> TAREA 1
¿Qué título tiene el mensaje de la LXXXIX Asamblea Plenaria de la CEE que cita el texto sobre los mártires?
> TAREA 2
Según el texto sobre los mártires, ¿por qué los discípulos hicieron lo mismo que el Maestro? Responde en una a tres oraciones.
> TAREA 3
Retoma el texto sobre los mártires a partir de su última oración y continúalo.

> TEXTO PROPORCIONADO
__________________________________________________

Sin embargo, como bien dice el mensaje de la LXXXIX Asamblea Plenaria de la CEE titulado «Vosotros sois la luz del mundo» (del evangelio de Mateo 5,14), emitido con motivo de esa beatificación de la que hablamos, «los mártires están por encima de las trágicas circunstancias que los han llevado a la muerte». Y esto es, en nuestro modesto entender, lo que, verdaderamente, importa; lo que hace de sus existencias algo tan, digamos, especial, y que sirve de ejemplo para los demás; algo que es necesario imitar.

Y es que esto es lo que hace el Amor, como se ha dicho ya aquí; el ejercicio, efectivo, del verdadero sentido de la Pasión de Cristo: perdón a aquellos que lo maltratan, demanda de la misericordia de Dios para aquellos que lo injurian porque, en Verdad, no saben lo que hacen. Y esto, que fue la voluntad de Dios, reclamado su cumplimiento por parte de Jesús en Gethsemaní, es lo que hizo el Maestro y por eso dio su vida. Esto es lo que, ahora, entonces, hicieron sus discípulos, porque el discípulo no ha de ser más que el maestro...pero tampoco menos. De ahí lo de la necesaria imitación de esas conductas, de la conducta del Hijo de Dios.

__________________________________________________

Registros de datos recopilados:
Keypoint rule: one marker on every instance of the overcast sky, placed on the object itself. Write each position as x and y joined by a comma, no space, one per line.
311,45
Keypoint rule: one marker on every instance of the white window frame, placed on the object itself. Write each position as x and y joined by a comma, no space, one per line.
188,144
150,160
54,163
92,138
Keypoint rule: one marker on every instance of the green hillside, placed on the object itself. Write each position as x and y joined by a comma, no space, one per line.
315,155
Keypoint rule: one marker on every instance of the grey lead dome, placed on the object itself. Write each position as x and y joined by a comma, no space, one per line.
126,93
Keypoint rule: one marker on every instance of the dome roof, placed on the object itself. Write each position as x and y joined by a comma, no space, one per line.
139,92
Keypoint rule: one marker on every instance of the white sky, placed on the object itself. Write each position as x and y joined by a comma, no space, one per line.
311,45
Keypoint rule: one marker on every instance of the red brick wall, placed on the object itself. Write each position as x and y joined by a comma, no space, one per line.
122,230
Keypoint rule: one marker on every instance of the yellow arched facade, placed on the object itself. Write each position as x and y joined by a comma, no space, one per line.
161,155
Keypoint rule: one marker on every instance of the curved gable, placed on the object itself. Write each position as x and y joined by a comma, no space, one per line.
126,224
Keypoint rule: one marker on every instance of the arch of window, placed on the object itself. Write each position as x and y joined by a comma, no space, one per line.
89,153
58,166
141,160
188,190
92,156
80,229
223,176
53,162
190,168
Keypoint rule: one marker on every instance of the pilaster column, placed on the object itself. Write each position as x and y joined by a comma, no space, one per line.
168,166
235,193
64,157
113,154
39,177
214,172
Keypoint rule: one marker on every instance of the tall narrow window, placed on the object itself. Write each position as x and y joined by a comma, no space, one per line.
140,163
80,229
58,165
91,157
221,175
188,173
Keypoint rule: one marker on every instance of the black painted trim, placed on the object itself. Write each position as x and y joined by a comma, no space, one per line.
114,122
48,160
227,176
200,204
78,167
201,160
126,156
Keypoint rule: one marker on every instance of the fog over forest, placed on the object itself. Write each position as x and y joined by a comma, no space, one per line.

__________________________________________________

> RESPUESTA 1
«Vosotros sois la luz del mundo».

> RESPUESTA 2
Porque el discípulo no ha de ser más que el maestro, pero tampoco menos. Por eso el texto habla de la necesaria imitación de la conducta del Hijo de Dios.

> RESPUESTA 3
Porque el martirio, esa forma tan digna de comportarse si se hace de forma correcta, si se corresponde al odio con amor, cumple con aquello que dijo el profeta Isaías y que no es otra cosa que «si ofrece su vida en sacrificio de reparación, verá su descendencia, prolongará sus días,

y la voluntad del Señor se cumplirá por medio de él» (53, 10) Tal es así, que la sangre derramada por aquellas personas (religiosos y laicos) agranda, cada día, el número de personas que admiran sus actos y, así, sólo la eternidad será el destino de los pensamientos de todos los que estimamos por bueno lo que hicieron y, además, Dios, lo que quiere, no deja de llenarnos el corazón con el ansia de traer su recuerdo y con el gozo de tener esa clase de hermanos en la fe.

Porque el testimonio de aquellas personas que perdieron su vida para ganarla nos sirve a los que, ahora mismo, en estos días de desmemoria de Dios y de abandono de su Palabra, podemos reforzar nuestra forma de ser para querer seguir las huellas que dejaron, en el camino de sus vidas, una estela de luz que ilumine la nuestra, una esperanza (esa virtud que es la última que se pierde) que, a lo largo del tiempo, ha ido tejiendo, en la vida de la Santa Madre Iglesia, un vestido de corazón blando que surge del interior del ser que es templo del Espíritu Santo y que, desde él, promete disfrutar de las praderas del Reino definitivo de Dios.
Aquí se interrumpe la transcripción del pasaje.